▶ _SELECTED EXTRACT_:
====================

On the unknown exception issue, you will need to change your %catches statement. If you changed it to %catches(std::exception&), then it can catch the report on this. I think it will also catch all the derived classes too. Normally C++ libraries have a base exception class which you can catch if you want to.
On the getting a stack trace its a bit harder, as C++ exceptions don't have built in stack traces. (If anyone out there knows a good way to get stack traces into C++ exceptions, please let me know).
However its easy to get the stack trace from the Lua side. Instead of using pcall(fn), use xpcall(fn,debug.traceback), this will convert the error into an error & stack trace (must update the SWIG documentation with this trick)

2) Memory management is done in the way you explained in SWIG. There is an ownership flag on every object. When a Lua userdata is gc'ed, it will check its ownership flag & its its set it will delete the attached object.
By default, the flag is set on any function returning an object, but not if it returns a pointer or reference.
If you have a function which returns a pointer which needs to be deleted later, use the %newobject command. eg
 %newobject create_A(); // warns SWIG to manage this pointer
 classA* create_A(); // returns a new object

Hope that helps.
Regards,
Mark

Joey Mukherjee <joey@swri.edu> wrote:
This helped tremendously!  I still have some problems which I am hoping are equally easy:

1) Once caught, is there a way to retrieve more info about what caused the problem?  
Something like line number and cause of exception (e.g. out of range on GetVi call at line 20)?   Right now, everything comes back as "unknown exception".  This might be my fault since I added this to my .i file:  "%catches (...);"  which catches all exceptions on my object, but that was easier than putting specific catches on all the routines of the object.

2) My C++ stuff is doing all its own memory management and sometimes I free stuff which then Lua tries to garbage collect.  At least that is what I think is happening since I reuse my Lua state.  Is there a way to tell Lua that I own it all?  When I debug into my code, I see a check for "own" and the flag is set to false.  Is there a way to force to true?

====================

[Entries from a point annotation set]
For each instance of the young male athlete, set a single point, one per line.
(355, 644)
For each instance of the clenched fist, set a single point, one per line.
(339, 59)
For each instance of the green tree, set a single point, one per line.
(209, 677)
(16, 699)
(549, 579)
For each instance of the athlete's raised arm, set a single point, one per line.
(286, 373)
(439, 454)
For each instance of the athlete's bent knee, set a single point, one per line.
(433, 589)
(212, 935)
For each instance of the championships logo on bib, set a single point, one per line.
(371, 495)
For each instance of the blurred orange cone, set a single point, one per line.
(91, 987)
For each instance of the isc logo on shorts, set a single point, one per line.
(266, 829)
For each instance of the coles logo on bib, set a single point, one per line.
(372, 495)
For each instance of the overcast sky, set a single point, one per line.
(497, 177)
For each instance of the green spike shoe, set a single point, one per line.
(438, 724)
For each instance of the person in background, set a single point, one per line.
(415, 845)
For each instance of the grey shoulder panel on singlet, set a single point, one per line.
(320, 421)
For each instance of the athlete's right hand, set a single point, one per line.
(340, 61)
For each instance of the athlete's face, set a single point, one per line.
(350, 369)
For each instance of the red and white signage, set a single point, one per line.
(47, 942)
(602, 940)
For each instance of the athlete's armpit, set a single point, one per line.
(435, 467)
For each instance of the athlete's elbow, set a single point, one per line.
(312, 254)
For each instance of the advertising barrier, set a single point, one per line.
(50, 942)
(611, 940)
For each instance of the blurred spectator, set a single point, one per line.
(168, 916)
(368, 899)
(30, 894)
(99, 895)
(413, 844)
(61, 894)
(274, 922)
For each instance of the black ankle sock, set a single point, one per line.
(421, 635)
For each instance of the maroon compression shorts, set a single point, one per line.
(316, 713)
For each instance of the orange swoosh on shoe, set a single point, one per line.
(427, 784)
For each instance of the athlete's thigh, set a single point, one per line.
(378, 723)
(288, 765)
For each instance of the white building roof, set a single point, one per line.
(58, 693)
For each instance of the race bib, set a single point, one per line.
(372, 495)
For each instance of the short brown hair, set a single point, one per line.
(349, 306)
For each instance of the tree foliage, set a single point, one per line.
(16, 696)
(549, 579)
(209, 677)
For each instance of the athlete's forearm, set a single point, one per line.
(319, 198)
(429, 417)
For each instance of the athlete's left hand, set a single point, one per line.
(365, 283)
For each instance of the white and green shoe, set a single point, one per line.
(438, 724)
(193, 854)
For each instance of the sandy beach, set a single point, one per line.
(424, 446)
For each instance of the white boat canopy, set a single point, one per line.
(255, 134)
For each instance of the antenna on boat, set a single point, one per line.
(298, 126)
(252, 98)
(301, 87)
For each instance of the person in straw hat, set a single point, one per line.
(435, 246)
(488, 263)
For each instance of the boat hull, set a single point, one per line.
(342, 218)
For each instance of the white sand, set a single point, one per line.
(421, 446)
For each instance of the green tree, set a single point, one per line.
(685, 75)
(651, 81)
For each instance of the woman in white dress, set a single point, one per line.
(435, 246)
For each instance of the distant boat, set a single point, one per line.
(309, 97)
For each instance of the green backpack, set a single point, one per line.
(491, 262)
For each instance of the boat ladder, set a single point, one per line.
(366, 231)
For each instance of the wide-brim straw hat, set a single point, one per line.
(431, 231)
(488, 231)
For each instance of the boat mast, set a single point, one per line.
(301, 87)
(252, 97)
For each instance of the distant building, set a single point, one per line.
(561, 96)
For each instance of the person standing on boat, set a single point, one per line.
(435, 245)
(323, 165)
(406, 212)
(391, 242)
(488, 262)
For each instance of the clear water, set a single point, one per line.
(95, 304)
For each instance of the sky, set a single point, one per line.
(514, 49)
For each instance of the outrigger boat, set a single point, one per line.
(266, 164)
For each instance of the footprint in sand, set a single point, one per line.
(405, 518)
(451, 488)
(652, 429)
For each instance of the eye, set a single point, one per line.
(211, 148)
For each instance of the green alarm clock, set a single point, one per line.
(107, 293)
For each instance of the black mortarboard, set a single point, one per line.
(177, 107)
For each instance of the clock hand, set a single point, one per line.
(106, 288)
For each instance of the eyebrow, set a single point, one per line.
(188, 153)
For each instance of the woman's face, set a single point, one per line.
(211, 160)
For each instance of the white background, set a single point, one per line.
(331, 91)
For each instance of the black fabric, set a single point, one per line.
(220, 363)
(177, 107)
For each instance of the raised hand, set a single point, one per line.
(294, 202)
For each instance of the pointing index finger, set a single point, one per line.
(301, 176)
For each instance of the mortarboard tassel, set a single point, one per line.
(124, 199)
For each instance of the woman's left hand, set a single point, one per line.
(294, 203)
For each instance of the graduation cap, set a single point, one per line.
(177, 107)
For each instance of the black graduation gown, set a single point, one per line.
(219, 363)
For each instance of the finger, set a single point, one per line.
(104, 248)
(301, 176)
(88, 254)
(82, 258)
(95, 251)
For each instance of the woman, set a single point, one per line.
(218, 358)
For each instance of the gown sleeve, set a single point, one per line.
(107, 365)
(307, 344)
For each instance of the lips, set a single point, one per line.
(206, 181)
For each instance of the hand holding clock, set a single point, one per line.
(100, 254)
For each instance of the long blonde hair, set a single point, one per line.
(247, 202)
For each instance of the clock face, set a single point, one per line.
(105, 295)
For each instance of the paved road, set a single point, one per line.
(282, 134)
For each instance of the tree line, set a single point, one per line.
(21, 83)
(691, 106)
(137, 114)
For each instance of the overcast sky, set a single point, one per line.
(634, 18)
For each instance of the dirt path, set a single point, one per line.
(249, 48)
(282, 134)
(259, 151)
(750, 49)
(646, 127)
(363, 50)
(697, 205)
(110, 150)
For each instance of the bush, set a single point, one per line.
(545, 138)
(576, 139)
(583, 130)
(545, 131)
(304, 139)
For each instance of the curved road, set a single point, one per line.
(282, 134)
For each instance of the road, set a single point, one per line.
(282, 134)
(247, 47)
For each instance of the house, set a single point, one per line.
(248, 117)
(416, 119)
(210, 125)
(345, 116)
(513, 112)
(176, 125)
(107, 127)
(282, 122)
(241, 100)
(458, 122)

====================

▶ _TASK LIST_:
A. Answer from the SWIG discussion:
(i) Which %catches statement does the reply suggest using?
(ii) What should be used in place of pcall(fn) to get a stack trace from the Lua side?
(iii) Which command is recommended for a function that returns a pointer needing deletion later?
B. Please output, word for word, the stretch of the SWIG discussion from "If you have" through "Hope that helps.".
This data has no connection to the SWIG discussion.

▶ _TASK SOLUTIONS_:
A.
(i) %catches(std::exception&)
(ii) xpcall(fn,debug.traceback)
(iii) %newobject

B.
If you have a function which returns a pointer which needs to be deleted later, use the %newobject command. eg
 %newobject create_A(); // warns SWIG to manage this pointer
 classA* create_A(); // returns a new object

Hope that helps.